▶ **Qué hacer**:
Por favor, edita todas las filas siguientes para cambiar "Query" por "Label", sin tocar nada más.

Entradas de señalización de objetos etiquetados
'''

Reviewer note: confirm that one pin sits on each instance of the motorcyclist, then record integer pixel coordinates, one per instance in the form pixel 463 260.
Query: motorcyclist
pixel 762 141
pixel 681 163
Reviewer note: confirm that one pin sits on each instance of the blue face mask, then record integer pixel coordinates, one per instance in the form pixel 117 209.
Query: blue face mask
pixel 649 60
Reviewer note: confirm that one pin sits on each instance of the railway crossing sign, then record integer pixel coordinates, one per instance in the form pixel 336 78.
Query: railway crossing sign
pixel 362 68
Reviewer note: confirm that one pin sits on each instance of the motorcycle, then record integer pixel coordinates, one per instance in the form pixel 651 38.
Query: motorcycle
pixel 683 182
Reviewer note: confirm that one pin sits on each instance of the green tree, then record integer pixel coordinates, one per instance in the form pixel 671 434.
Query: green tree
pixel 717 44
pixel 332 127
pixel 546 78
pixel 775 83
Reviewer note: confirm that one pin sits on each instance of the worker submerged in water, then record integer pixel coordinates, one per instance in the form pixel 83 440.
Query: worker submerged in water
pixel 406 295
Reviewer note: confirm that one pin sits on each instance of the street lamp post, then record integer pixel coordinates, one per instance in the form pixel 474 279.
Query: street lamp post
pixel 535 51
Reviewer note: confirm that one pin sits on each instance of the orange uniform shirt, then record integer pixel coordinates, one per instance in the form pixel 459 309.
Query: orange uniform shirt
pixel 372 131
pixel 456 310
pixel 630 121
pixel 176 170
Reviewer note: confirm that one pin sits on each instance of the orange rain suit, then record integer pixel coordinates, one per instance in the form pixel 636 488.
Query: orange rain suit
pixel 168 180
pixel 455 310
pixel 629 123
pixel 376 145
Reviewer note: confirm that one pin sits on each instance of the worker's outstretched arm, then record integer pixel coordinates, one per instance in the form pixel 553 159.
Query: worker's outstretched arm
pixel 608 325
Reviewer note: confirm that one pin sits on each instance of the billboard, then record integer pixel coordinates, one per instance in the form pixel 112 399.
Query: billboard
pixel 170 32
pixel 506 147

'''

▶ **Resultado**:
Reviewer note: confirm that one pin sits on each instance of the motorcyclist, then record integer pixel coordinates, one per instance in the form pixel 463 260.
Label: motorcyclist
pixel 762 141
pixel 681 163
Reviewer note: confirm that one pin sits on each instance of the blue face mask, then record integer pixel coordinates, one per instance in the form pixel 117 209.
Label: blue face mask
pixel 649 60
Reviewer note: confirm that one pin sits on each instance of the railway crossing sign, then record integer pixel coordinates, one per instance in the form pixel 336 78.
Label: railway crossing sign
pixel 362 68
Reviewer note: confirm that one pin sits on each instance of the motorcycle, then record integer pixel coordinates, one per instance in the form pixel 651 38.
Label: motorcycle
pixel 683 182
Reviewer note: confirm that one pin sits on each instance of the green tree, then record integer pixel coordinates, one per instance in the form pixel 671 434.
Label: green tree
pixel 717 44
pixel 332 127
pixel 546 78
pixel 775 83
Reviewer note: confirm that one pin sits on each instance of the worker submerged in water, then record integer pixel coordinates, one per instance in the form pixel 83 440.
Label: worker submerged in water
pixel 406 295
Reviewer note: confirm that one pin sits on each instance of the street lamp post, then record integer pixel coordinates, one per instance in the form pixel 474 279.
Label: street lamp post
pixel 535 51
Reviewer note: confirm that one pin sits on each instance of the orange uniform shirt, then record integer pixel coordinates, one per instance in the form pixel 459 309.
Label: orange uniform shirt
pixel 372 131
pixel 456 310
pixel 630 121
pixel 176 170
Reviewer note: confirm that one pin sits on each instance of the orange rain suit, then record integer pixel coordinates, one per instance in the form pixel 636 488.
Label: orange rain suit
pixel 168 180
pixel 455 310
pixel 629 123
pixel 376 145
Reviewer note: confirm that one pin sits on each instance of the worker's outstretched arm, then record integer pixel coordinates, one per instance in the form pixel 553 159.
Label: worker's outstretched arm
pixel 608 325
Reviewer note: confirm that one pin sits on each instance of the billboard, then record integer pixel coordinates, one per instance in the form pixel 112 399.
Label: billboard
pixel 170 32
pixel 506 147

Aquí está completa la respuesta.